BEGIN Given passage
Published : 21 Jan 2021, 22:00

  DF News Desk
File Photo: University of Helsinki.

By examining fruit flies' brain activity and behavior, researchers at Northwestern University (NU) found that deep sleep has an ancient, restorative power to clear waste from the brain, reported Xinhua.

In the study, the researchers examined proboscis extension sleep, a deep-sleep stage in fruit flies, which is similar to deep, slow-wave sleep in humans. They discovered that, during this stage, fruit flies repeatedly extend and retract their proboscis or snout.

"This pumping motion moves fluids possibly to the fly version of the kidneys," said Ravi Allada, senior author of the study and a professor in neuroscience and chair of the Department of Neurobiology in NU's Weinberg College of Arts and Sciences. "Our study shows that this facilitates waste clearance and aids in injury recovery."

When the researchers impaired flies' deep sleep, the flies were less able to clear an injected non-metabolizable dye from their systems and were more susceptible to traumatic injuries.

This study brings us closer to understanding the mystery of why all organisms need sleep, said Allada. All animals, especially those in the wild, are incredibly vulnerable when they sleep. But research increasingly shows that the benefits of sleep, including crucial waste removal, outweigh this increased vulnerability.

"Our finding that deep sleep serves a role in waste clearance in the fruit fly indicates that waste clearance is an evolutionary conserved core function of sleep," the paper's co-authors write. "This suggests that waste clearance may have been a function of sleep in the common ancestor of flies and humans."

The study was published Wednesday in the journal Science Advances.
END Given passage
BEGIN Information shown
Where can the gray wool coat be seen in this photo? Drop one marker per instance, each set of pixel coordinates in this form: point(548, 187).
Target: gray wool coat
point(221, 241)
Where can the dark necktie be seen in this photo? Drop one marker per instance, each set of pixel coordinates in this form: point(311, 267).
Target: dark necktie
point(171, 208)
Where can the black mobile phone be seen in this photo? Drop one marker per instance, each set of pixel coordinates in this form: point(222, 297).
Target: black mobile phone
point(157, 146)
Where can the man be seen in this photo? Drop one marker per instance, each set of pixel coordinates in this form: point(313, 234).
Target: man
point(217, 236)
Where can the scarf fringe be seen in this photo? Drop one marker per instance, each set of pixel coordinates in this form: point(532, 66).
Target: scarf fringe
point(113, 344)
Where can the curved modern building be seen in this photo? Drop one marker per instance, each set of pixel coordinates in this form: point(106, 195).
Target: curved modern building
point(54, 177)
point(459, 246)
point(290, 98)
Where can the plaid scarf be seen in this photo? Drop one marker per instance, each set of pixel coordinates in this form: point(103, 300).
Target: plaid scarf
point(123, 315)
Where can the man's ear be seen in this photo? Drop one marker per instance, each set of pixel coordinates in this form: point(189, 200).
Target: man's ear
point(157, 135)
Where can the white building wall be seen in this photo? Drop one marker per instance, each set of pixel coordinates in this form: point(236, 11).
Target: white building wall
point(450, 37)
END Information shown
## What this exercise asks
a. Transcribe the fruit fly sleep article from "By examining fruit" up to and including "proboscis or snout.".
b. According to the fruit fly sleep article, in which journal was the study published?
c. List every role or position that the fruit fly sleep article gives for Ravi Allada.
None of the rows are needed for this work.

## Results
a.
By examining fruit flies' brain activity and behavior, researchers at Northwestern University (NU) found that deep sleep has an ancient, restorative power to clear waste from the brain, reported Xinhua.

In the study, the researchers examined proboscis extension sleep, a deep-sleep stage in fruit flies, which is similar to deep, slow-wave sleep in humans. They discovered that, during this stage, fruit flies repeatedly extend and retract their proboscis or snout.

b. Science Advances

c.
- Senior author of the study
- Professor in neuroscience
- Chair of the Department of Neurobiology in NU's Weinberg College of Arts and Sciences